TE Vfgh Erkenntnis 1998/3/5 B2253/97, B2388/97

JUSLINE Entscheidung

Veröffentlicht am 05.03.1998
beobachten
merken

Index

32 Steuerrecht
32/02 Steuern vom Einkommen und Ertrag

Norm

B-VG Art7 Abs1 / Gesetz
B-VG Art144 Abs1 / Anlaßfall
KStG 1988 §24 Abs4
KStG 1988 §26a Abs7

Leitsatz

Keine Bedenken gegen die Berechnung der Mindestkörperschaftsteuer vom Mindestgrund- bzw -stammkapital bei der gebotenen Durchschnittsbetrachtung sowie unter Gesichtspunkten der Verwaltungsökonomie; keine Verfassungswidrigkeit der überproportionalen Ertragsbesteuerung bestimmter Kapitalgesellschaften; hingegen Anlaßfallwirkung der Aufhebung der rückwirkenden Inkraftsetzung einer Neuregelung der Mindestkörperschaftsteuer nach dem ersten aufhebenden Erkenntnis des Verfassungsgerichtshofes

Spruch

Die beschwerdeführenden Gesellschaften sind durch die angefochtenen Bescheide wegen Anwendung eines verfassungswidrigen Gesetzes in ihren Rechten verletzt worden.

Die Bescheide werden aufgehoben.

Der Bund (Bundesminister für Finanzen) ist schuldig, den beschwerdeführenden Gesellschaften zu Handen des Beschwerdevertreters binnen 14 Tagen bei Exekution die Verfahrenskosten zu ersetzen, die im Fall der erstbeschwerdeführenden Gesellschaft mit S 18.000,--, im Fall der zweitbeschwerdeführenden Gesellschaft mit S 20.500,-- bestimmt werden.

Begründung

Entscheidungsgründe:

I. 1. Die beschwerdeführenden Gesellschaften mit beschränkter Haftung erwirtschafteten in den letzten Jahren kein steuerpflichtiges Einkommen und erwarten auch für die nächsten Jahre keine Gewinne.

Mit den im Instanzenzug ergangenen Bescheiden der Finanzlandesdirektion für Wien, Niederösterreich und Burgenland wurden den Gesellschaften gemäß §24 Abs4 des Körperschaftsteuergesetzes 1988 - KStG 1988, BGBl. 401, (künftig: KStG) idF des ArtI Z1 des Bundesgesetzes BGBl. I 70/1997 (künftig: KStG idF 1997) Vorauszahlungen an Körperschaftsteuer für 1997 und die Folgejahre in der Höhe von je S 75.000,-- p.a. vorgeschrieben.
┄┄┄┄┄┄┄┄┄┄
**ÜBUNGSAUFGABEN:**
- 1) Übersetze diesen Satz aus dem Textauszug ins Englische: „Die beschwerdeführenden Gesellschaften sind durch die angefochtenen Bescheide wegen Anwendung eines verfassungswidrigen Gesetzes in ihren Rechten verletzt worden.“
- 2) Binnen welcher Frist muss der Bund laut Textauszug den beschwerdeführenden Gesellschaften die Verfahrenskosten ersetzen?
- 3) Ändere im Textauszug den Abschnitt, der mit den Worten „Die Bescheide werden“ beginnt und mit „20.500,-- bestimmt werden.“ endet, indem du „14 Tagen“ durch „30 Tagen“ ersetzt, und gib ihn vollständig wieder.

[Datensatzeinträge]
┄┄┄┄┄┄┄┄┄┄
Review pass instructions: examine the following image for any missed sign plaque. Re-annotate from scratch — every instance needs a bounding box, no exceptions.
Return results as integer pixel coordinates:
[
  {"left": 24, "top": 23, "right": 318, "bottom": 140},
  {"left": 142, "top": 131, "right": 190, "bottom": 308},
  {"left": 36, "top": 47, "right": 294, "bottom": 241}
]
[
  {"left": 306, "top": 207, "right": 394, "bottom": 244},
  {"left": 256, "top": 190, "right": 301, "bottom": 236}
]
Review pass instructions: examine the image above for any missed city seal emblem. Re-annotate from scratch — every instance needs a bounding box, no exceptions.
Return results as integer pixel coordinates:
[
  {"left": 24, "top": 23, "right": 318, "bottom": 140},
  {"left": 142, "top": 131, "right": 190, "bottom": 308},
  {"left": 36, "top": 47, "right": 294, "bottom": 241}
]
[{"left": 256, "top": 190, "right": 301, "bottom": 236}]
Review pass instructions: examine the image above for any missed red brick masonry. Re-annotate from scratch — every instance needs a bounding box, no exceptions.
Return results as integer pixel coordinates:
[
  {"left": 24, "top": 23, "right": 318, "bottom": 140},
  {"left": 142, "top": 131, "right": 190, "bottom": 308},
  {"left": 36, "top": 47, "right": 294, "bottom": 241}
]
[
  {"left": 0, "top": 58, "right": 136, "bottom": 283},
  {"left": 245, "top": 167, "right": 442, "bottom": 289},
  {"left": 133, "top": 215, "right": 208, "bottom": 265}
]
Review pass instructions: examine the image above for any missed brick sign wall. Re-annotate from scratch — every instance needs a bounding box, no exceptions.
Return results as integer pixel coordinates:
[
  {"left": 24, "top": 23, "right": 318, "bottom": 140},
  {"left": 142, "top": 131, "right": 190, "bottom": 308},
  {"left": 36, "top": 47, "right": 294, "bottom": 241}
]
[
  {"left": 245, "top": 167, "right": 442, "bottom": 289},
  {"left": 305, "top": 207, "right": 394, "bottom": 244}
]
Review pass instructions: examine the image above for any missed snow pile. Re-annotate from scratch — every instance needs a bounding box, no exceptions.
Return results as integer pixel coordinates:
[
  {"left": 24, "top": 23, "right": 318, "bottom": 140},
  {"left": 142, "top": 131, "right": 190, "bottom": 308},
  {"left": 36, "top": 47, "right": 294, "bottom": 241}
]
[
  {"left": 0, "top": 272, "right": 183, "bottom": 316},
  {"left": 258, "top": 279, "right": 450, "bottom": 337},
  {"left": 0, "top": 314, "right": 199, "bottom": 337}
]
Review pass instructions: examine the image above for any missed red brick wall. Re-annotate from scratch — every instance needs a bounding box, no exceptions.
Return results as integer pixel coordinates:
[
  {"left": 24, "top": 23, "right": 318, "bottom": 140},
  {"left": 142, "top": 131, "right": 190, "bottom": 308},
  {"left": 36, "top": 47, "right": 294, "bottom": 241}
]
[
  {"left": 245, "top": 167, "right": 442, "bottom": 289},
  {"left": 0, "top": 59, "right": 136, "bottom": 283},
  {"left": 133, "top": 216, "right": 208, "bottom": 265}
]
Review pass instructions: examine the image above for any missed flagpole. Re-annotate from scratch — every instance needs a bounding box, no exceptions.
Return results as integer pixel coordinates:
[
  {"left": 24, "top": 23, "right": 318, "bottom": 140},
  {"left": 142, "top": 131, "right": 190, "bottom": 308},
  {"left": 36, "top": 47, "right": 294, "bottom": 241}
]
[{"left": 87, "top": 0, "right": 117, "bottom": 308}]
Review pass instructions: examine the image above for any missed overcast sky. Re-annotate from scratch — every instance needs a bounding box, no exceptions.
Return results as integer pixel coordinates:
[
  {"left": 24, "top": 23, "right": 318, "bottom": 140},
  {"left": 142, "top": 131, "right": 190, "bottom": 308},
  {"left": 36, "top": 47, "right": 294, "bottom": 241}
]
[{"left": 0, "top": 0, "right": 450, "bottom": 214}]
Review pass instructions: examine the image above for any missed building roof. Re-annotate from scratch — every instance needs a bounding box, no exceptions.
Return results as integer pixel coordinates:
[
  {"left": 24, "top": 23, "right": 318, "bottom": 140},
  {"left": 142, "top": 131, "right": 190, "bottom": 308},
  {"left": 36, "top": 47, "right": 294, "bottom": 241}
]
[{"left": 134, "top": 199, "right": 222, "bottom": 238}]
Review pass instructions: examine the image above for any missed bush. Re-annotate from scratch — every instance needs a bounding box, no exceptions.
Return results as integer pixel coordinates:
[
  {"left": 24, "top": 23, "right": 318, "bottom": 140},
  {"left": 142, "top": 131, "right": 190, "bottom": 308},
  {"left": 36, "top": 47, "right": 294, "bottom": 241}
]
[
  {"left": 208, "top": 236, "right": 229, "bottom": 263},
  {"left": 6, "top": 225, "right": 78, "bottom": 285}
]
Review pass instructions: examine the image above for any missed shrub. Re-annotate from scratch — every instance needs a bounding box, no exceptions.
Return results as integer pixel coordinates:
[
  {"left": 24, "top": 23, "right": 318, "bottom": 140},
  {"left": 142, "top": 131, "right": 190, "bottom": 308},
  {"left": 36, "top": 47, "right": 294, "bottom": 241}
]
┄┄┄┄┄┄┄┄┄┄
**LÖSUNGEN JE AUFGABE:**
- 1) The complaining companies have had their rights violated by the contested rulings because an unconstitutional law was applied.

- 2) Binnen 14 Tagen.

- 3)
Die Bescheide werden aufgehoben.

Der Bund (Bundesminister für Finanzen) ist schuldig, den beschwerdeführenden Gesellschaften zu Handen des Beschwerdevertreters binnen 30 Tagen bei Exekution die Verfahrenskosten zu ersetzen, die im Fall der erstbeschwerdeführenden Gesellschaft mit S 18.000,--, im Fall der zweitbeschwerdeführenden Gesellschaft mit S 20.500,-- bestimmt werden.